Task description: Every line in the data below that holds "river" should be found and copied.

Stored data entries
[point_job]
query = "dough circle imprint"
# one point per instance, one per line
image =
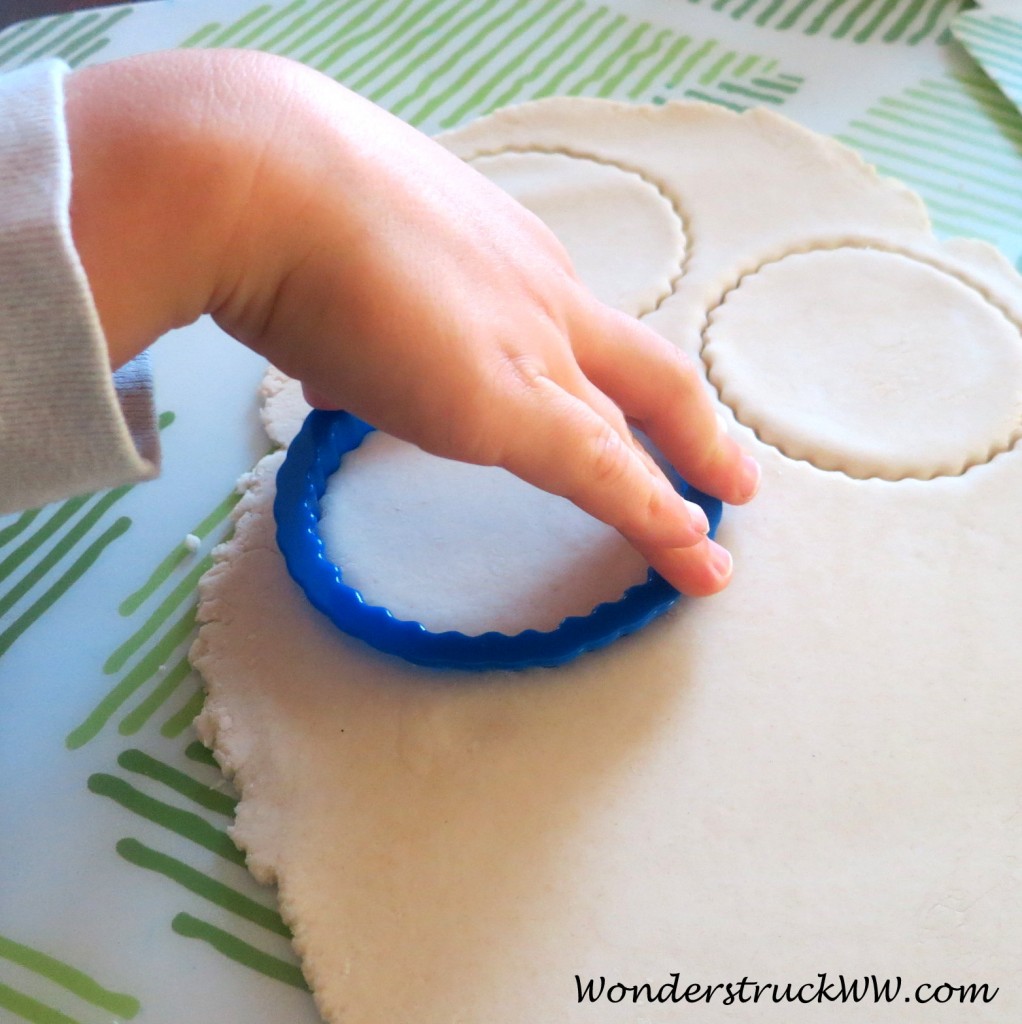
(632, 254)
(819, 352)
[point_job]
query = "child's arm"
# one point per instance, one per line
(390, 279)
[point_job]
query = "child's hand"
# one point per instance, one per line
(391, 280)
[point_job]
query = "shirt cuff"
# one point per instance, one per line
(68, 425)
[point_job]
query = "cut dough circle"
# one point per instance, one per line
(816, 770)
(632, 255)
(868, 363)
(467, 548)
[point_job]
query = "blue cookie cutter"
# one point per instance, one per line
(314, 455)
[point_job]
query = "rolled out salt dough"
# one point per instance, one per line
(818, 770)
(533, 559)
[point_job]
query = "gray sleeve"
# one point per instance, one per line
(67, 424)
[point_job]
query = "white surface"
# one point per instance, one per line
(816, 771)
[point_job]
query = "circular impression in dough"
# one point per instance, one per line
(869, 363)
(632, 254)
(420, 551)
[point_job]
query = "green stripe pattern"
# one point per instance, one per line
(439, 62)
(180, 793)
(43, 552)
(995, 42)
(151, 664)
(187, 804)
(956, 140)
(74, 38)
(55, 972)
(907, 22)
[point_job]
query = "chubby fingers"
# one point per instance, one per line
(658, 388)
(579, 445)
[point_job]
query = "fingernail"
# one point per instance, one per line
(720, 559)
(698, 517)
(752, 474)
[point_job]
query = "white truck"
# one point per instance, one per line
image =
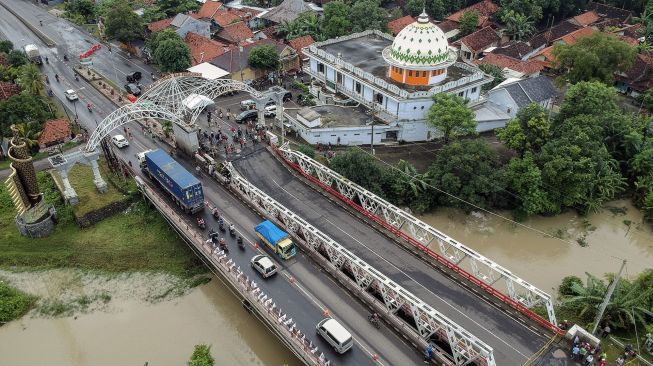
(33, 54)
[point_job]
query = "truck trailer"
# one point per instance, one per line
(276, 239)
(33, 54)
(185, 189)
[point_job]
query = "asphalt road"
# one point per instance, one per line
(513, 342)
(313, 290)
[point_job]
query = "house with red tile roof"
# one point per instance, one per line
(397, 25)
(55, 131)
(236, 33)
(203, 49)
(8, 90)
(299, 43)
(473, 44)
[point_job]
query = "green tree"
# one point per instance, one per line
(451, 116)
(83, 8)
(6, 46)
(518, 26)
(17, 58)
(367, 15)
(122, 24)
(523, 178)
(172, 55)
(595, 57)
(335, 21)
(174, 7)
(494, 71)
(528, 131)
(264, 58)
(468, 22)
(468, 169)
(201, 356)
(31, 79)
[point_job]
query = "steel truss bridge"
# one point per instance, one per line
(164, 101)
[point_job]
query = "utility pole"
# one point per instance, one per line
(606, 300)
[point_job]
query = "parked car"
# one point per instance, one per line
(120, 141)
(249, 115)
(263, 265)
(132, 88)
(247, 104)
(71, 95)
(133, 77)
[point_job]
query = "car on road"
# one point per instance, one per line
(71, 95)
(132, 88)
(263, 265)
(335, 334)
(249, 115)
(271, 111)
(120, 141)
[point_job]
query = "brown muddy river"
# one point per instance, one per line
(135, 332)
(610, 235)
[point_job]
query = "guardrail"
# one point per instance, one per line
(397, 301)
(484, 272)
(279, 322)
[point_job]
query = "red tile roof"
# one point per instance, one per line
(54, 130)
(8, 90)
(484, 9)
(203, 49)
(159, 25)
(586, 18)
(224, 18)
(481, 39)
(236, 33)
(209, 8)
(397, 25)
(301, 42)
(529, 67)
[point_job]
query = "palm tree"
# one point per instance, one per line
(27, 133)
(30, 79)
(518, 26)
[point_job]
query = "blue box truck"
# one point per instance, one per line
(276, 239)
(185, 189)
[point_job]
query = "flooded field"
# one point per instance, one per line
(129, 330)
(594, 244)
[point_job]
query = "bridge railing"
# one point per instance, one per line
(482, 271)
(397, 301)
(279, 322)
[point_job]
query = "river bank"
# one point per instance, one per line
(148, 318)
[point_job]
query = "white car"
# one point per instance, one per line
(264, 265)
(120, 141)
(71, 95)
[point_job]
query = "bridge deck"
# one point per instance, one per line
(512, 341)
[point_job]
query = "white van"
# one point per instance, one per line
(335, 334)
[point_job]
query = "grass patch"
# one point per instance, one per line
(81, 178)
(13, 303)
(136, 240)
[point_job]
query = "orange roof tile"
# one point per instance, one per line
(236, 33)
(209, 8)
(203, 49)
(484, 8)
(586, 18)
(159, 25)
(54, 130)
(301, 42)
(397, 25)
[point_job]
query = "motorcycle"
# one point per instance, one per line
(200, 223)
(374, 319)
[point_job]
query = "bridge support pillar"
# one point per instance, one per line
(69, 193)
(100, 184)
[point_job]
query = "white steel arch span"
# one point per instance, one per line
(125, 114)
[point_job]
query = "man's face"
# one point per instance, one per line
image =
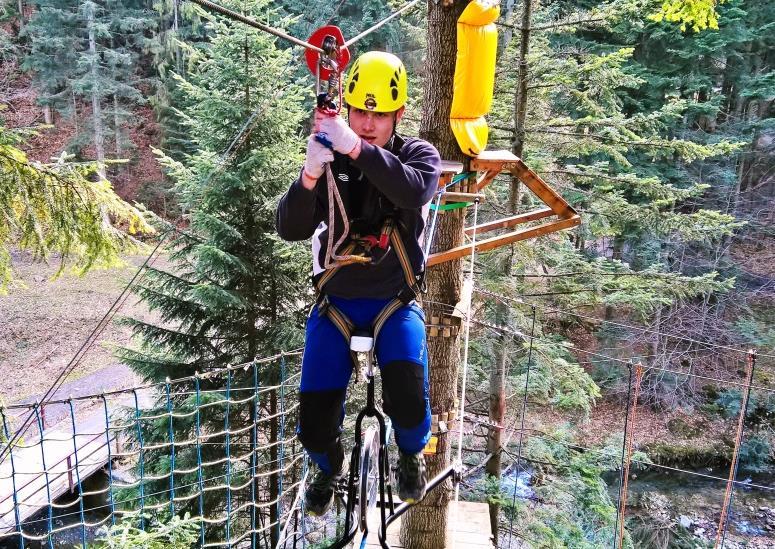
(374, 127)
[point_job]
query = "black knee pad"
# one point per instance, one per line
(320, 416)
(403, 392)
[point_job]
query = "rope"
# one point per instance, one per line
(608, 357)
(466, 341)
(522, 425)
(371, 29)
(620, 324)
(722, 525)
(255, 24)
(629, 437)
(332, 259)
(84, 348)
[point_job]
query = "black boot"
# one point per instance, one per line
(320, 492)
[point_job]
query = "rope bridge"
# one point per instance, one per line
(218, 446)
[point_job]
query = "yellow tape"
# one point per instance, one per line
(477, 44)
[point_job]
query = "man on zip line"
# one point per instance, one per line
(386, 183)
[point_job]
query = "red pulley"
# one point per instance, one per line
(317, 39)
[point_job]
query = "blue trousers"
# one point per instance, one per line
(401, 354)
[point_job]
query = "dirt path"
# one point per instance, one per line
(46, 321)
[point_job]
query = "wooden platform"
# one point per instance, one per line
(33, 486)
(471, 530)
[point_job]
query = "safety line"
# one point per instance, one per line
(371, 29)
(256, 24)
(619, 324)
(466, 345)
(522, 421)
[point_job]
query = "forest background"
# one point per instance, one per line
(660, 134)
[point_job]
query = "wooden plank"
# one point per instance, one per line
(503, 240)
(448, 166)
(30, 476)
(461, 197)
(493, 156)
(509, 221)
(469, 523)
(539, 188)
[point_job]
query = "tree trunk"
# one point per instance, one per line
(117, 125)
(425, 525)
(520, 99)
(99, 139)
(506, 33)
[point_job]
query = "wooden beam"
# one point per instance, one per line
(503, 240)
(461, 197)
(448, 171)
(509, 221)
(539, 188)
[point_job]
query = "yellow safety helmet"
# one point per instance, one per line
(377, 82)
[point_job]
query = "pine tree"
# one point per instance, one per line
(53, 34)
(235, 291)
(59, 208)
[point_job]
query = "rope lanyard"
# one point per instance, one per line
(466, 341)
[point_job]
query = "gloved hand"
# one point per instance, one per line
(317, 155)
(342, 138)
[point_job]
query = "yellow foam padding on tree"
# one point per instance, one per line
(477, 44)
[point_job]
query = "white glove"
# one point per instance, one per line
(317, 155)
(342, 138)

Completed exercise:
query = "brown muddy river"
query = "river bank"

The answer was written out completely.